A $350 million Medicaid rate cut from Texas Lawmakers goes into effect July 15, and the CEO of Any Baby Can claims those cuts could greatly affect their ability to provide treatment.
The Health and Human Services made the decision, and now after a year-long legal battle, the cuts are scheduled to take place.
Therapists through Any Baby Can's Early Childhood Intervention (ECI) program have been working with 3-year-old Gerardo Reyes for years. He was born with fluid in his brain and not enough brain tissue.
"It was just shocking to hear that news,” said his mother Mayra Reyes.
Doctors told Reyes her son wouldn’t live to be one.
"They told us my son was supposed to be deaf, not able to talk, blind, and in case he would make it he would be like a vegetable,” said Reyes.
Now with therapy, he can walk, knows his shapes, and can identify colors -- in both English and Spanish.
"We know that through various therapies applied during the first 3 years of life, we can really make great advances in helping that child overcome some of those challenges,” said Andy Miller, president and CEO of Any Baby Can.
The program works with children like Gerardo -- who have disabilities or developmental delays -- until they're 3-years-old.
But the cuts to Medicaid would reduce the money for physical, speech, and occupational therapy.
"It's really disappointing that the state is pulling back on that because the family’s needs aren't going to go away,” said Miller.
The nonprofit serves about 500 children a year in their ECI program. Miller said there are more families who need the support.
Miller added they already use about $200,000 from charitable donations to make the program sustainable -- and with these cuts, he said it puts the whole program in question.
"It's disappointing to see such short sightedness in terms of cutting necessary programs during the first 3 years of life when we know they can be so impactful,” said Miller.
The program encourages parents like Reyes to keep working with their children, even after the therapists leave.
"As a parent you're like I can't give up,” said Reyes.
Now they hope lawmakers won't either.

(Material provided)
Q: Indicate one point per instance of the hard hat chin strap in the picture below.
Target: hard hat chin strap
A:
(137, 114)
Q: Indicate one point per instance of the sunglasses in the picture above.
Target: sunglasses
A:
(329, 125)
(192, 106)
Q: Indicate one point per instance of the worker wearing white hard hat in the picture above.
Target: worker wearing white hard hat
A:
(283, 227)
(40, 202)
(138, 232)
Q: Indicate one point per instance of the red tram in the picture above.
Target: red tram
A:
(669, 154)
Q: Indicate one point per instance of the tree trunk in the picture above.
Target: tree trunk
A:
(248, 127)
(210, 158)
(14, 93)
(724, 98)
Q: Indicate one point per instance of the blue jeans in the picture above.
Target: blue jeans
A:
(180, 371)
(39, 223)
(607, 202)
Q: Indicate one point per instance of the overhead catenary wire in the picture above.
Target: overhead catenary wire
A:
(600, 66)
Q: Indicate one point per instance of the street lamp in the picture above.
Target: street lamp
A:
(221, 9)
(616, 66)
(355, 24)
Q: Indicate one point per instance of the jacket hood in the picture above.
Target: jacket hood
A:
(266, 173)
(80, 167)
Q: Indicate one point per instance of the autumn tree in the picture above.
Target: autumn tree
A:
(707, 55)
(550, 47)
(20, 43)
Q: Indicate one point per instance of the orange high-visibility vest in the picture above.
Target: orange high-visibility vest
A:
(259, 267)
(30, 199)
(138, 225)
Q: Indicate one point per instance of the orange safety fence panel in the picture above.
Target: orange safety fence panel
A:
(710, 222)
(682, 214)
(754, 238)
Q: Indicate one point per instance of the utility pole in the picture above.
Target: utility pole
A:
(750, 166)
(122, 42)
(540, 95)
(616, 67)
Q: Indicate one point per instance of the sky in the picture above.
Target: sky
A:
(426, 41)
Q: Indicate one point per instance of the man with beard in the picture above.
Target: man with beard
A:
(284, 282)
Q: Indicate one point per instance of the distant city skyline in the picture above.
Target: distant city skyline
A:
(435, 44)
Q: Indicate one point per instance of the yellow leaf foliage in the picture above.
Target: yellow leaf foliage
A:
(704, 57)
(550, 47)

---

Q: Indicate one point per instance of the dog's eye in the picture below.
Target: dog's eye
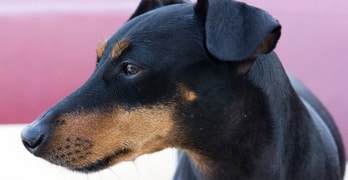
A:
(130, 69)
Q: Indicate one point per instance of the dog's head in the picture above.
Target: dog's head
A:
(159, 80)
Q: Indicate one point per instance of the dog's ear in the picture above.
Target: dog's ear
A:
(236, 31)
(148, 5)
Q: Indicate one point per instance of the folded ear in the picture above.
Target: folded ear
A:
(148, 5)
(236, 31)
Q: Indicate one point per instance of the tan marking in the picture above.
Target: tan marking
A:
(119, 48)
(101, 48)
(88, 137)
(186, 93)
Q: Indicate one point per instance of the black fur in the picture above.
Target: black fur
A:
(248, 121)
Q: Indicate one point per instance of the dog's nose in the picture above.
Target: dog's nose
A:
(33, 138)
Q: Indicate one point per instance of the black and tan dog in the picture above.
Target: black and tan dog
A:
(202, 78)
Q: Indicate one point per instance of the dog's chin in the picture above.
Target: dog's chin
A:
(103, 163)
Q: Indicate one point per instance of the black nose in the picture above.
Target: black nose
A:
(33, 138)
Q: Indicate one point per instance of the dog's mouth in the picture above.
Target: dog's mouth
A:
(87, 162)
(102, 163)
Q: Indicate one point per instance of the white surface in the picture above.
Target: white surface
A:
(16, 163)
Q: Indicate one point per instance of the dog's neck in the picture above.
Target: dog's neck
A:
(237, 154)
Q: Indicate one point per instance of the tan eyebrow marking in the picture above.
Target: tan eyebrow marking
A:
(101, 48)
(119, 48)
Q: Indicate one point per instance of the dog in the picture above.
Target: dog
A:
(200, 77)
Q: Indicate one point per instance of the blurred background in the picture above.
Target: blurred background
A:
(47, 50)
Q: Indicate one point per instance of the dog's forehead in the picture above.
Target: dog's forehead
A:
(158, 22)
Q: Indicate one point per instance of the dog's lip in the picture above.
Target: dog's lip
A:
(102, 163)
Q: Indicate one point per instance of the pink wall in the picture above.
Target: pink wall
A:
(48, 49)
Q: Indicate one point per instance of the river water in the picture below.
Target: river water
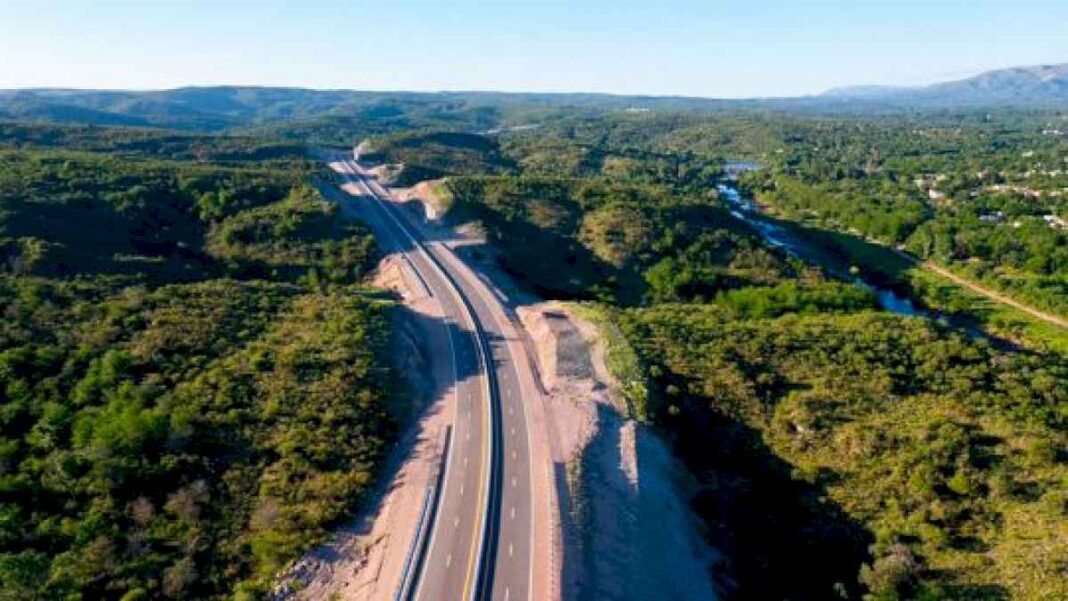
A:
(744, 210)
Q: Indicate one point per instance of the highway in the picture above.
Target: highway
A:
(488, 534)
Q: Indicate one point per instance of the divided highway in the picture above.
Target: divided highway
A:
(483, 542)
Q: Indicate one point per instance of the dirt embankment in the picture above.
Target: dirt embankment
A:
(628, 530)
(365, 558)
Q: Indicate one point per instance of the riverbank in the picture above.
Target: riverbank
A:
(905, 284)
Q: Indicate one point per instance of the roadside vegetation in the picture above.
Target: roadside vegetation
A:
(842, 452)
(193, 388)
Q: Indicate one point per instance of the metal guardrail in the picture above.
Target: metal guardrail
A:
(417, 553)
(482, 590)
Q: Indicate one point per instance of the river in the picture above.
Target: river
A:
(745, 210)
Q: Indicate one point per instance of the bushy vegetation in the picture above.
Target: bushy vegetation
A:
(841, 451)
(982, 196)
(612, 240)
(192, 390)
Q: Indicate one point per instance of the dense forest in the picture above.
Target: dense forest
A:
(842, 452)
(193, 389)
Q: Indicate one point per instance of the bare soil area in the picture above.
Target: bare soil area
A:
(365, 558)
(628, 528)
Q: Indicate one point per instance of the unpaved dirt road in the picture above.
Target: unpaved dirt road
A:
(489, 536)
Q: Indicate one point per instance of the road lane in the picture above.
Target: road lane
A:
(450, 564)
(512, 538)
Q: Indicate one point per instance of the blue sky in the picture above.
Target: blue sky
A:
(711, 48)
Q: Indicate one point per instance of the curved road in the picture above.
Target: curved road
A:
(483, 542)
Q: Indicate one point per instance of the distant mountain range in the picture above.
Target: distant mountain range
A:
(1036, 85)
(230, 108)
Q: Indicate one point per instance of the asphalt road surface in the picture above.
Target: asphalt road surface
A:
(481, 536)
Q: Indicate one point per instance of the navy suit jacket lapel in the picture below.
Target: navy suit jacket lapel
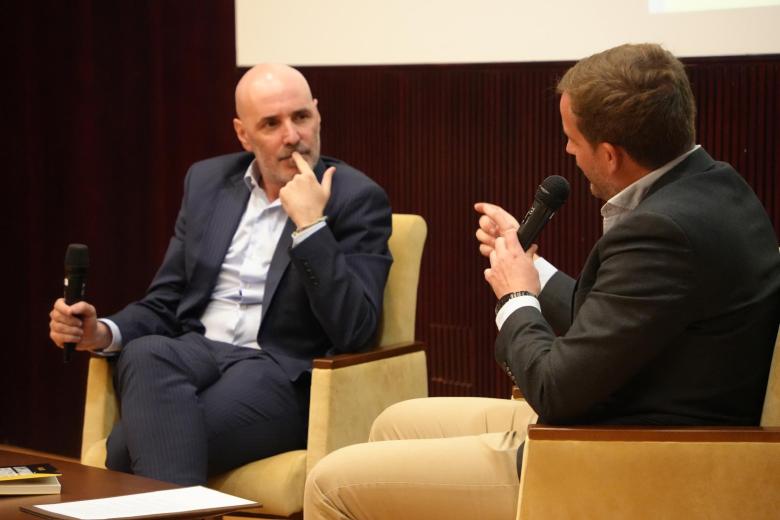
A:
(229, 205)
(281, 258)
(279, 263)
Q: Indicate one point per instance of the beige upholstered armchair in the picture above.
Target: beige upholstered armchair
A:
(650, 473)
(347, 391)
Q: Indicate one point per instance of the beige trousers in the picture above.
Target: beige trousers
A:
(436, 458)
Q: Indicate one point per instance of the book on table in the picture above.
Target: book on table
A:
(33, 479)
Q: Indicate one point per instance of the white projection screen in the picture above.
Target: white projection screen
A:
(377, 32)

(Tasks to perform)
• 1. Summarize the article on the Texas Medicaid rate cut in two sentences.
• 2. In the article on the Texas Medicaid rate cut, how much money from charitable donations does Any Baby Can already use to keep its ECI program sustainable?

(Results in order)
• 1. A $350 million Medicaid rate cut from Texas lawmakers takes effect July 15 after a year-long legal battle. Any Baby Can CEO Andy Miller says the cut would reduce money for physical, speech, and occupational therapy in the nonprofit's Early Childhood Intervention program, which has helped children like 3-year-old Gerardo Reyes walk and identify shapes and colors, and that it puts the whole program in question.

• 2. About $200,000.